_Work to complete_
Only one portion of the data is to be written out: from the line bearing "Target: garage door panel" through the line bearing "stone foundation, each". Write it exactly as it appears.

_Material to process_
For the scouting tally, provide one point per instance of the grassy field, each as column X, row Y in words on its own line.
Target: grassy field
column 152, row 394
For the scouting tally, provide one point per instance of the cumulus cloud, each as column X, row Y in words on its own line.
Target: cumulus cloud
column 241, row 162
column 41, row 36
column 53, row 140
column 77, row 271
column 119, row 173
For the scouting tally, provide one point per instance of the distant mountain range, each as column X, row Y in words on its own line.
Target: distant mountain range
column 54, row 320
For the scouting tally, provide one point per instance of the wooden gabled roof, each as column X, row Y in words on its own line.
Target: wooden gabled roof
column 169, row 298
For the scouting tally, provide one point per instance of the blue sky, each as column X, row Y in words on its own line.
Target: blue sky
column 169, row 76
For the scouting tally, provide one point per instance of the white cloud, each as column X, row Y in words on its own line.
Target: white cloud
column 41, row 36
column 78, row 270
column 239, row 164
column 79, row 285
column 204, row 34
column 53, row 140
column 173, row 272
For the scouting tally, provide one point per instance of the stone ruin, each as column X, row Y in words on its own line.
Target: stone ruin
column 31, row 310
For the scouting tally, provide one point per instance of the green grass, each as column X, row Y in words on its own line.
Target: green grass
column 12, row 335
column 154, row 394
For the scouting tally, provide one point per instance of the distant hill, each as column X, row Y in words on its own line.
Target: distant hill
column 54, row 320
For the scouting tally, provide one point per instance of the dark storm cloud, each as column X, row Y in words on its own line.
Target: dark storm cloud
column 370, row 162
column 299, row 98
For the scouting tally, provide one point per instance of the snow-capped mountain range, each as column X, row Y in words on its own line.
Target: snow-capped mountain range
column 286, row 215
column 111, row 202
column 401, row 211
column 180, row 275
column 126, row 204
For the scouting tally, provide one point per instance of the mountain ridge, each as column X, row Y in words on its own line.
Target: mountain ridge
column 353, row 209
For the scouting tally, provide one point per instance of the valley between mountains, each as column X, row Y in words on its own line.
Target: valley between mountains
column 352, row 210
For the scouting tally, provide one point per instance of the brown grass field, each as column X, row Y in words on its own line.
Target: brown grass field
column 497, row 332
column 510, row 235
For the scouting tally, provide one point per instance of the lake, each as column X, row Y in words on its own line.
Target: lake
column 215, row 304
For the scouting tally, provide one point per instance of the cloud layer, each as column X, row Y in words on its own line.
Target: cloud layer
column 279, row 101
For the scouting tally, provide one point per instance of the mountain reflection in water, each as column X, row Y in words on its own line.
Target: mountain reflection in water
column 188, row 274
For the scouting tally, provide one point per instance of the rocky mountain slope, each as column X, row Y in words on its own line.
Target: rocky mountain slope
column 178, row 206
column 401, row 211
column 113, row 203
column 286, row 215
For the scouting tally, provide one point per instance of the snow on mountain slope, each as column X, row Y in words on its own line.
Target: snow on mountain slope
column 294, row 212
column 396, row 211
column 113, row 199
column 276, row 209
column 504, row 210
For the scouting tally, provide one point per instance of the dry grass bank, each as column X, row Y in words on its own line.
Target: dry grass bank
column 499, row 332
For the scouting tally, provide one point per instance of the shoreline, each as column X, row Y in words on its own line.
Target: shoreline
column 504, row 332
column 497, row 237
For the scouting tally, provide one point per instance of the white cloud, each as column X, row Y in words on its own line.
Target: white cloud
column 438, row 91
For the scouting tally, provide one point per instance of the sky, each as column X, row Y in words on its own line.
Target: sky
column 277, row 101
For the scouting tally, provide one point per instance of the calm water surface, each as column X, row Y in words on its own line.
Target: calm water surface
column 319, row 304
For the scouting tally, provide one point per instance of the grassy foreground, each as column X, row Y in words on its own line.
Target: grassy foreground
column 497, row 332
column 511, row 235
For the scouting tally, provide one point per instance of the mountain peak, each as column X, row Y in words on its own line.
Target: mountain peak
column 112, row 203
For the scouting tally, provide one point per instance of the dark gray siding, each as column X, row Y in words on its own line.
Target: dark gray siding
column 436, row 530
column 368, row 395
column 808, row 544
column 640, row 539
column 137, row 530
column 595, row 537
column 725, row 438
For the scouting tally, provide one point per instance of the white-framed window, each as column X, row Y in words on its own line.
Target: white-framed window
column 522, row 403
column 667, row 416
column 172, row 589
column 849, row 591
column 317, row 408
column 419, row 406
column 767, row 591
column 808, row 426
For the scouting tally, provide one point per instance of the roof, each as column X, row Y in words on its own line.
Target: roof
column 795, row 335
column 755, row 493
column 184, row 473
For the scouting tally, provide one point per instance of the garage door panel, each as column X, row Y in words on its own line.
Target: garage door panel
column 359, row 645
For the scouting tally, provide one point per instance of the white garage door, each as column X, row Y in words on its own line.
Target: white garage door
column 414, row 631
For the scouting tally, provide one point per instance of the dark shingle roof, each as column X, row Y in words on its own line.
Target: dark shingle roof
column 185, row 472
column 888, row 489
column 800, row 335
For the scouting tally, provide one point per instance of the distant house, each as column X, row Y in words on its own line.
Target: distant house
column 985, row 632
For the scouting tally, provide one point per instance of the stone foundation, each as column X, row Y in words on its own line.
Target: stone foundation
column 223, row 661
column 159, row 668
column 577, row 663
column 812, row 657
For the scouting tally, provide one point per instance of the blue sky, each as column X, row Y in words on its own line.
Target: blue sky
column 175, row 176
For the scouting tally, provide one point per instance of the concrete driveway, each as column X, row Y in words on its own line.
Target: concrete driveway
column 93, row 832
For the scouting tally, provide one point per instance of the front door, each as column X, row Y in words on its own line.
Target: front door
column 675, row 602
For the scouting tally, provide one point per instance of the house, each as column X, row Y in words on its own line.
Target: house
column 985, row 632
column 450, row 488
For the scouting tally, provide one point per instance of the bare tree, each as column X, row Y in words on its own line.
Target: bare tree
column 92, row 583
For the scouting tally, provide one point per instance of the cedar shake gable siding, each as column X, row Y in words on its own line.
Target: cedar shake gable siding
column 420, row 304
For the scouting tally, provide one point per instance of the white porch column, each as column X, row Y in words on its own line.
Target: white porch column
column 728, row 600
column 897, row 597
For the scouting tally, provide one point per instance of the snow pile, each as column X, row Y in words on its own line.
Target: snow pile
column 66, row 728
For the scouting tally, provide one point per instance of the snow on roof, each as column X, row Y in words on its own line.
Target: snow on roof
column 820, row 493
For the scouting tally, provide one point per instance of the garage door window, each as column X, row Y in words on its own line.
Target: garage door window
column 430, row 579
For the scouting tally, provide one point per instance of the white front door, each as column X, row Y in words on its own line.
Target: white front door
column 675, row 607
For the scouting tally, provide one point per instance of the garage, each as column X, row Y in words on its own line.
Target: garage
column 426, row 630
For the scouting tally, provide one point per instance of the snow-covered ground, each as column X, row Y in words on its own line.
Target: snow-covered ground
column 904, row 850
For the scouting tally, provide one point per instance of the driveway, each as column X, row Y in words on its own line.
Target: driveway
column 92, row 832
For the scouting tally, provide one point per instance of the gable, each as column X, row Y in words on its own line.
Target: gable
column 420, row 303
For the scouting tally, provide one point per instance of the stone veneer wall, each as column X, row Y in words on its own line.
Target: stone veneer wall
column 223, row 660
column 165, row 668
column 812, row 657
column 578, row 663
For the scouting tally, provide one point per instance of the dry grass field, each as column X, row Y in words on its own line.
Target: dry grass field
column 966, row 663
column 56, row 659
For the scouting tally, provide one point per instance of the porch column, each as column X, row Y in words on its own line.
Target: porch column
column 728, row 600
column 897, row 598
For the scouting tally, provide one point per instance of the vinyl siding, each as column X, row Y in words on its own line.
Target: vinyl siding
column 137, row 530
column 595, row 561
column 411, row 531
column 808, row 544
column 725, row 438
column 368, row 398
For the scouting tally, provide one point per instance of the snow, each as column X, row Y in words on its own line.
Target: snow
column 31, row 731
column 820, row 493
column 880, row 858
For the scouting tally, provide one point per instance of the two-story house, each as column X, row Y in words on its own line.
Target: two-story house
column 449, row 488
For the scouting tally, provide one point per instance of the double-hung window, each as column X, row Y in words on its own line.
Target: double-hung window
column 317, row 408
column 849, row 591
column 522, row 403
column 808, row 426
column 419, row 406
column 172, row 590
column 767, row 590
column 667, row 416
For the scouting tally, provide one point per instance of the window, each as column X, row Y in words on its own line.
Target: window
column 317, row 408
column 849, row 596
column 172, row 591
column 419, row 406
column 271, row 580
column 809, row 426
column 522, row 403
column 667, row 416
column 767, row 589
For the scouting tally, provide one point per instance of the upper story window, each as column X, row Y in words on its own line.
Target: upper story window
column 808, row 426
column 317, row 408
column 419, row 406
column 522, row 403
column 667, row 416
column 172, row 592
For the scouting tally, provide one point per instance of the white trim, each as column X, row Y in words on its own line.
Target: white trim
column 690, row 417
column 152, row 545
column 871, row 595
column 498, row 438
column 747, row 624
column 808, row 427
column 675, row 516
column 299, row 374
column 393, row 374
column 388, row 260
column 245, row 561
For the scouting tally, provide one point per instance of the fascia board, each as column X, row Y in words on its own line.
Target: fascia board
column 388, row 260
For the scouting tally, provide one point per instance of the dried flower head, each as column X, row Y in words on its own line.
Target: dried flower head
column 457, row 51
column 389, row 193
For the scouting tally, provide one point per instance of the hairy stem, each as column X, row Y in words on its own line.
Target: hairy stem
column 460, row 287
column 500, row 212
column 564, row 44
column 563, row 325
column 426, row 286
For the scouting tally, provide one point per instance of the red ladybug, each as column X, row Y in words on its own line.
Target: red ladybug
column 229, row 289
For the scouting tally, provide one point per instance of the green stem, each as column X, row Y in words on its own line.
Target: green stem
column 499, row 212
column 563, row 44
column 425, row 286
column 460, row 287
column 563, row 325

_Exercise response_
Target: garage door panel
column 359, row 645
For the scouting tally, provide one point per instance of the white garage door, each as column X, row Y in words on its own line.
Target: white garage door
column 414, row 631
For the scouting tally, provide one point per instance of the dark shingle roof, each as column X, row Y in words on its own line.
Target: dark shingle roof
column 185, row 472
column 888, row 489
column 800, row 335
For the scouting tally, provide one point per instance of the distant house, each as column X, row Y in words on its own line.
Target: distant house
column 985, row 632
For the scouting tally, provide one point per instance of the stone foundation, each as column X, row Y in words on its own line.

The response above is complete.